◆ Your task: Please set down everything in the Russian Federation passage below from "18.The Russian Federation" down to "Uzbekistan was illegal.", word for word.

::: Quoted passage :::

18.The Russian Federation refused to expel foreigners in pursuance of a decision if the acts for which they were wanted were not classed as offences under the Russian Criminal Code and if, at the time of the extradition request, the wanted person had been granted citizenship of the Russian Federation. On occasion, the decision was based on the fact that the wanted person had submitted a complaint to the European Court of Human Rights. From 2007 to 2009, 40 persons had addressed such complaints to the European Court, which had declared 30 admissible and had requested suspension of the extradition procedure in application of Rule 39 of the Rules of Court (Interim measures). With regard to the Uzbek citizens wanted for extremist and terrorist acts, the European Court of Human Rights had ruled against Russia in April 2008, considering that their extradition to Uzbekistan was illegal.

19.Ms. Kurunova (Russian Federation), referring to the powers and activities of the Human Rights Commissioner of the Russian Federation and of the Presidential Council on the Development of Civil Society and Human Rights, said that federal legislation on the Commissioner’s status allowed him to approach the judicial authorities directly. The number of complaints lodged with the Commissioner had dropped since 2006, not because the Commissioner had less authority, but because the country’s economy had recovered significantly between 2006 and 2008. With higher incomes, lower unemployment and wages and pensions paid on time, there had been a considerable fall in the number of complaints concerning the violation of citizens’ economic and social rights, which accounted for the majority of complaints addressed to the Human Rights Commissioner. However, there were concerns that the current economic and financial crisis could push those numbers up again. It was also important to note that citizens had better legal education and that the judicial system had become more efficient.

20.The Presidential Council on the Development of Civil Society and Human Rights had been established in 2000 by decree of President Putin, and after a reshuffle in 2009 by President Medvedev, it had been given new impetus. The Council was still chaired by the same person, Ms. Pamfilova. It was a body of experts that advised the President on current events and prepared recommendations and proposals for him.

21.Ms. Levitskaya (Russian Federation) informed the Committee that the Russian Ministry of Education and Science had developed a strategic national programme to promote tolerance and harmony among citizens, with a view to raising awareness among the population, especially young people, of the need for tolerance in a multicultural society. The programme, launched in 2001, provided effective sociocultural tools and techniques for formulating training and retraining methods for teachers. Through that programme, guides on tolerance and prevention of destructive behaviour had been written, and training programmes in tolerance and a spirit of peace had been implemented, targeting government officials, law enforcement personnel, public authorities, the media and persons in charge of educational and vocational training. The programme would be followed up – a new five-year programme, beginning in 2011, had already been approved.

::: Dataset records :::

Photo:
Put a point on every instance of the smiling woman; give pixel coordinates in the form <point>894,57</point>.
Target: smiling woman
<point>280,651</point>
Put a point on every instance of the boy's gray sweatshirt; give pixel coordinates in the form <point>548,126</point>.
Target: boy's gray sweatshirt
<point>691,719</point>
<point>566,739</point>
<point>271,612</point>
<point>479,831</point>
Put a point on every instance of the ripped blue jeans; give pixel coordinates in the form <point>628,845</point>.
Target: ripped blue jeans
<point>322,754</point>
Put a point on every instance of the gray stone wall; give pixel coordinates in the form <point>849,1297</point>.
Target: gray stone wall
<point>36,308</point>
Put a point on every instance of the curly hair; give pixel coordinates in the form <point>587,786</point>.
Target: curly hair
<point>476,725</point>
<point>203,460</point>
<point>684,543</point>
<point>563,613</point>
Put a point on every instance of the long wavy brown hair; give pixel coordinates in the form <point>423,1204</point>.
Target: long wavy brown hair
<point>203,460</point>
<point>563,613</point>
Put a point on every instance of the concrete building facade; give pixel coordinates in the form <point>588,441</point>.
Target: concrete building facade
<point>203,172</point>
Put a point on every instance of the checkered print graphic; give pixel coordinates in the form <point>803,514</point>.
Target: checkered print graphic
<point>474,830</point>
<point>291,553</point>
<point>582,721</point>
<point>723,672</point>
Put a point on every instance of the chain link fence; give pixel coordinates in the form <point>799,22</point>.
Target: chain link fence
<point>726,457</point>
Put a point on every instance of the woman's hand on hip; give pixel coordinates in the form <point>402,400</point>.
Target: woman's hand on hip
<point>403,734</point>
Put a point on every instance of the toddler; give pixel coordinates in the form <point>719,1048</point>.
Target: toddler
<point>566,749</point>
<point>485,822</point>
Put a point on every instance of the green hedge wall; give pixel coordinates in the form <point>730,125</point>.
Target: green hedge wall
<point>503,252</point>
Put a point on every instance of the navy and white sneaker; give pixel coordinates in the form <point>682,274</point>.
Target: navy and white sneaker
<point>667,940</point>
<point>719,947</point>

:::
::: Dataset records :::

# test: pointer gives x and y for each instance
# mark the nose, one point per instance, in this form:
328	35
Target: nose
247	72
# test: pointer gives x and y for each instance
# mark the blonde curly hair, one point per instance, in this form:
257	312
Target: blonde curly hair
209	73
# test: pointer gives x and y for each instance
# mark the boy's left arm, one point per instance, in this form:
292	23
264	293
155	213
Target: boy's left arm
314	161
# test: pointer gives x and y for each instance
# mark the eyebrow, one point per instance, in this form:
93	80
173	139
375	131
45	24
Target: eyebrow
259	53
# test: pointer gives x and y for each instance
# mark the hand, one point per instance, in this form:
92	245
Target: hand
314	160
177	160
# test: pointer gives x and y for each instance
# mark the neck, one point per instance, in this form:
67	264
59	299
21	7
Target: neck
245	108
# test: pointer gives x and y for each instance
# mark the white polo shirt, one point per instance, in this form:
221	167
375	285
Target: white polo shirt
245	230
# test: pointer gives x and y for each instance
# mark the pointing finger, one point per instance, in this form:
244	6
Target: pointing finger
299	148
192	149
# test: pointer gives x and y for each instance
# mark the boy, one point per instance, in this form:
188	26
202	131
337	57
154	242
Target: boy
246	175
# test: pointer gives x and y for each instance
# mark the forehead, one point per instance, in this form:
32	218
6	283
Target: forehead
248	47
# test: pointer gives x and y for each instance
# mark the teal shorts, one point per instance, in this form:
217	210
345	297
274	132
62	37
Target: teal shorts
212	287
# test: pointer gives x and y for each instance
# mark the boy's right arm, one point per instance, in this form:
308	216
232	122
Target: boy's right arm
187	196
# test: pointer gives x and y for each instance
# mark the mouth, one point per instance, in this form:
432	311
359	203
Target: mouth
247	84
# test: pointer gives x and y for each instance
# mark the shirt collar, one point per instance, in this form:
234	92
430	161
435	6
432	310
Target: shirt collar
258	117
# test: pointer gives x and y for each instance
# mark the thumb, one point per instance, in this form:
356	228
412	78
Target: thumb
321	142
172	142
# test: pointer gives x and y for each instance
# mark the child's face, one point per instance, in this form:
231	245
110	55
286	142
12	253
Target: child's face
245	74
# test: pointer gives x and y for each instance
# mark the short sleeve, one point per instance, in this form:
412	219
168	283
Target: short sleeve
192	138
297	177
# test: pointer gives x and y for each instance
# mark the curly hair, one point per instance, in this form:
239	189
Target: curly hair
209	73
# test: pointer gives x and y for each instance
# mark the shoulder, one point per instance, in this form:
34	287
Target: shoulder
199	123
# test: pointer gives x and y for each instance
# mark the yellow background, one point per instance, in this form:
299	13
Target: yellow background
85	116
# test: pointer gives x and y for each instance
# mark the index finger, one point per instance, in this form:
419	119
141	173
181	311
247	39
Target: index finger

:::

◆ Exercise response:
18.The Russian Federation refused to expel foreigners in pursuance of a decision if the acts for which they were wanted were not classed as offences under the Russian Criminal Code and if, at the time of the extradition request, the wanted person had been granted citizenship of the Russian Federation. On occasion, the decision was based on the fact that the wanted person had submitted a complaint to the European Court of Human Rights. From 2007 to 2009, 40 persons had addressed such complaints to the European Court, which had declared 30 admissible and had requested suspension of the extradition procedure in application of Rule 39 of the Rules of Court (Interim measures). With regard to the Uzbek citizens wanted for extremist and terrorist acts, the European Court of Human Rights had ruled against Russia in April 2008, considering that their extradition to Uzbekistan was illegal.